[Raw records]
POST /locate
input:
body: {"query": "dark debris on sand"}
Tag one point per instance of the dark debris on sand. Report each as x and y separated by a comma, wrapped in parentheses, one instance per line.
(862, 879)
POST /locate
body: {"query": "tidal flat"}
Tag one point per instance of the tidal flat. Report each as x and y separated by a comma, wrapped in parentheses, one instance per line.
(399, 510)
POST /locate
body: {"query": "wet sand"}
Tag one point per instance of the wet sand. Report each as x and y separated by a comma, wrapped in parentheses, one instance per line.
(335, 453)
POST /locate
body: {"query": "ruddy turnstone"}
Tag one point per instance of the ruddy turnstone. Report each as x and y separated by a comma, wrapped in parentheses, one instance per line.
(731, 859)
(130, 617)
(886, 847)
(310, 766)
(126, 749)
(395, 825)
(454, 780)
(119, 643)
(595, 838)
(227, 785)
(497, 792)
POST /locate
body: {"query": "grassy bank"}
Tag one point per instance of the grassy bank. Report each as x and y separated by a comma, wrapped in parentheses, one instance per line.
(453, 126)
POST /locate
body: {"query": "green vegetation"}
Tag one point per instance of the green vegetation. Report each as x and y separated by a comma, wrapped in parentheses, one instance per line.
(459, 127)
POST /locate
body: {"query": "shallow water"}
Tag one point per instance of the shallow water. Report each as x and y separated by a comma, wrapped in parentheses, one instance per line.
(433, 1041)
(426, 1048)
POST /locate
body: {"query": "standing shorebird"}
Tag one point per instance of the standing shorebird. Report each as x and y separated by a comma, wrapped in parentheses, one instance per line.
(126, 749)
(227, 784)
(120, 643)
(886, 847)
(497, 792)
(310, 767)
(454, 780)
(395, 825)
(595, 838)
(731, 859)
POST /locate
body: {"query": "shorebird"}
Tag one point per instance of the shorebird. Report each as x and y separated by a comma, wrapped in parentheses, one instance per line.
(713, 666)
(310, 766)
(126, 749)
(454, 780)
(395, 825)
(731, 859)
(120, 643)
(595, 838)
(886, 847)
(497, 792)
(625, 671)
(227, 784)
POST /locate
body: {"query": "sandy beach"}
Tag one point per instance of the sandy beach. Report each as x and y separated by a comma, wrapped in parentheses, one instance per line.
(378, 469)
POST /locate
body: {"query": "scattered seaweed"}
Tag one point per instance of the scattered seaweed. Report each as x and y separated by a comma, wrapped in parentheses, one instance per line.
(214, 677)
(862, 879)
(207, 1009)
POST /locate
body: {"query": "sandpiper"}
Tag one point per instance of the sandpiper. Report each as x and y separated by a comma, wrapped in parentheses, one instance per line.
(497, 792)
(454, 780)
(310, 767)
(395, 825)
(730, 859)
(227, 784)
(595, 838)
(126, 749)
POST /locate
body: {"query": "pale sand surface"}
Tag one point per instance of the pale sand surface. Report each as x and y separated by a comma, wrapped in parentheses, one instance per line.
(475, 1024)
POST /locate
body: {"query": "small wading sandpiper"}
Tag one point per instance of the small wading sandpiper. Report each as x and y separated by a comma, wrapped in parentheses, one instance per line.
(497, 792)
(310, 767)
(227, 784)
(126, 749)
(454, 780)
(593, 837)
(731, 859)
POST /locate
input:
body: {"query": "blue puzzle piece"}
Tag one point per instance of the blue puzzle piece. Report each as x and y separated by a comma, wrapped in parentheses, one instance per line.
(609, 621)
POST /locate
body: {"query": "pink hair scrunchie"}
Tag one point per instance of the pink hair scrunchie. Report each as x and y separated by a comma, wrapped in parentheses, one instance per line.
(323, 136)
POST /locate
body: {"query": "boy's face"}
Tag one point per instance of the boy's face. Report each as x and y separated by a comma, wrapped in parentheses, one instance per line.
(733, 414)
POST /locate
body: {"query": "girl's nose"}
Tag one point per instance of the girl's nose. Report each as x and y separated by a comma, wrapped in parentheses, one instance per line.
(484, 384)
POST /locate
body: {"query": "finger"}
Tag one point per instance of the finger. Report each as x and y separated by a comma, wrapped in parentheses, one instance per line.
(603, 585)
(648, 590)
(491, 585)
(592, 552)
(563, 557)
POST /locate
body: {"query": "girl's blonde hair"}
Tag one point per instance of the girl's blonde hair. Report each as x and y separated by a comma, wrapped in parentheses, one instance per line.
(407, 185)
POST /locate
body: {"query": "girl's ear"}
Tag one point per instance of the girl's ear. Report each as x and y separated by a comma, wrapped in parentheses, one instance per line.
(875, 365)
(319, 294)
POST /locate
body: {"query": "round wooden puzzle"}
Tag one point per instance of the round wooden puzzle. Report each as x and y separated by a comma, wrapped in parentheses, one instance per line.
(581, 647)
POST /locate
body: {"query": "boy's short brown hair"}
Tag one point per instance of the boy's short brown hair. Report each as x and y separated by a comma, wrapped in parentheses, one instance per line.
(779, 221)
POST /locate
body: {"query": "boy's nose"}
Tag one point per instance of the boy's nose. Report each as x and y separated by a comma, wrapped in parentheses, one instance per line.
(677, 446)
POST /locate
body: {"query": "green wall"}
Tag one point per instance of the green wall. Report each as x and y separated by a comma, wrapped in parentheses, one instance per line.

■ **Directions**
Output the records above in their entirety, exactly.

■ **Task solution**
POST /locate
input:
body: {"query": "dark debris on sand"}
Tag one point per instance of the dark debris on sand. Report each as x and y separated by a comma, wrapped in parentheses, one instance per line.
(862, 879)
POST /locate
body: {"query": "tidal flat"}
Tag one point per instance of the tidal flat. Report each as x and y separated by a comma, wrapped in parentheses, one instance per line.
(399, 510)
POST /locate
body: {"query": "wet sand"}
Tag one point per instance of the wet sand. Report each as x and y separated by a comma, wrapped in parentheses, one instance per line.
(335, 453)
POST /locate
body: {"query": "ruddy turnstone"}
Tag one point per instance of the ruddy turnstone. Report each as x and y separated by a comma, wrapped in parentheses, one instance per line.
(731, 859)
(130, 617)
(886, 847)
(310, 766)
(126, 749)
(395, 825)
(454, 780)
(119, 643)
(595, 838)
(227, 785)
(497, 792)
POST /locate
body: {"query": "grassy bank"}
Tag one point per instance of the grassy bank. Report each as x and y separated by a comma, wrapped in parentheses, one instance per line.
(453, 126)
POST /locate
body: {"query": "green vegetation"}
Tag one point per instance of the green vegetation. Report each as x and y separated by a comma, wrapped in parentheses, one instance per line.
(459, 127)
POST /locate
body: {"query": "shallow water"}
Tag one point per instance of the shallow water. Report each as x and y separated by a comma, wrapped in parentheses, one instance per line.
(433, 1041)
(426, 1048)
POST /locate
body: {"query": "standing shorebird"}
Tag one point per instance of the standing shorebird. Report each as x and y separated by a comma, wrapped in parentheses, one instance per line.
(126, 749)
(227, 784)
(120, 643)
(886, 847)
(497, 792)
(310, 767)
(454, 780)
(395, 825)
(595, 838)
(731, 859)
POST /locate
body: {"query": "shorebird"}
Tag one point per instance of the shorebird. Report each as x and y separated by a comma, wrapped in parentheses, one instance per line.
(713, 666)
(310, 766)
(126, 749)
(454, 780)
(395, 825)
(731, 859)
(120, 643)
(595, 838)
(886, 847)
(497, 792)
(625, 671)
(227, 784)
POST /locate
body: {"query": "sandy beach"}
Tag one point per instance of the sandy beach. Report each as x and y separated by a comma, wrapped in parentheses, one instance per line.
(378, 469)
POST /locate
body: {"query": "scattered seaweed"}
Tag one point per instance of the scattered seaweed. Report each as x and y separated by a comma, wrapped in parentheses, one instance per line.
(214, 677)
(862, 879)
(207, 1009)
POST /locate
body: {"query": "sandpiper"}
Tag one point per instance of the sandpiper. Report each as x and y separated by a comma, wrapped in parentheses, one instance per line.
(497, 792)
(454, 780)
(310, 767)
(395, 825)
(730, 859)
(227, 784)
(595, 838)
(126, 749)
POST /locate
body: {"query": "pale sand surface"}
Tag one point per instance of the pale sand surface. Report each as x and y separated by a comma, wrapped in parentheses, one instance per line.
(475, 1024)
POST /locate
body: {"query": "small wading sandpiper"}
Tag one point per instance of the small wading sandpiper. Report each as x and y separated by a comma, wrapped in parentheses, one instance per line.
(497, 792)
(310, 767)
(227, 784)
(126, 749)
(454, 780)
(593, 837)
(731, 859)
POST /locate
input:
body: {"query": "blue puzzle piece"}
Tag one point per instance of the blue puzzle piece. Report each as x and y separated by a comma, wrapped in parentheses, one instance per line.
(609, 621)
POST /locate
body: {"query": "pink hair scrunchie"}
Tag one point per instance of the pink hair scrunchie. Report each as x and y separated by a comma, wrapped in parentheses, one instance per line.
(323, 136)
POST /locate
body: {"query": "boy's face"}
Tag one point per instance of the boy's face. Report each as x and y separated by a comma, wrapped in parentheses, one instance per line.
(733, 414)
POST /locate
body: {"query": "girl's nose"}
Tag one point per instance of the girl's nose. Report each as x and y separated by a comma, wrapped in parentheses, one instance per line.
(484, 384)
POST /locate
body: {"query": "finger"}
Tag one point per instance of the finger. Report each as x and y separated by a comma, wrapped in parentheses, one instance per line.
(603, 585)
(648, 590)
(491, 585)
(592, 552)
(563, 557)
POST /locate
body: {"query": "girl's blonde hair"}
Tag one point per instance of the girl's blonde hair. Report each as x and y separated by a comma, wrapped in parentheses, one instance per line.
(407, 185)
POST /locate
body: {"query": "girl's ear"}
Tag one point per instance of the girl's ear. Report each as x and y separated by a comma, wrapped in parentheses, one instance per line.
(875, 365)
(319, 294)
POST /locate
body: {"query": "round wooden puzzle"}
Tag one point per instance of the round wooden puzzle. Report each as x and y separated by a comma, wrapped in parentheses, one instance per line.
(581, 647)
POST /locate
body: {"query": "boy's short brown hair"}
Tag one point per instance of the boy's short brown hair. Report each as x and y separated by a comma, wrapped in parentheses, one instance per line.
(779, 221)
POST /locate
body: {"query": "boy's nose"}
Tag one point per instance of the boy's nose. Report each as x and y separated by a comma, wrapped in parentheses, one instance per line.
(677, 446)
POST /locate
body: {"query": "green wall"}
Tag one point per instance of the green wall. Report each as x and y separated by a comma, wrapped in parentheses, one instance per line.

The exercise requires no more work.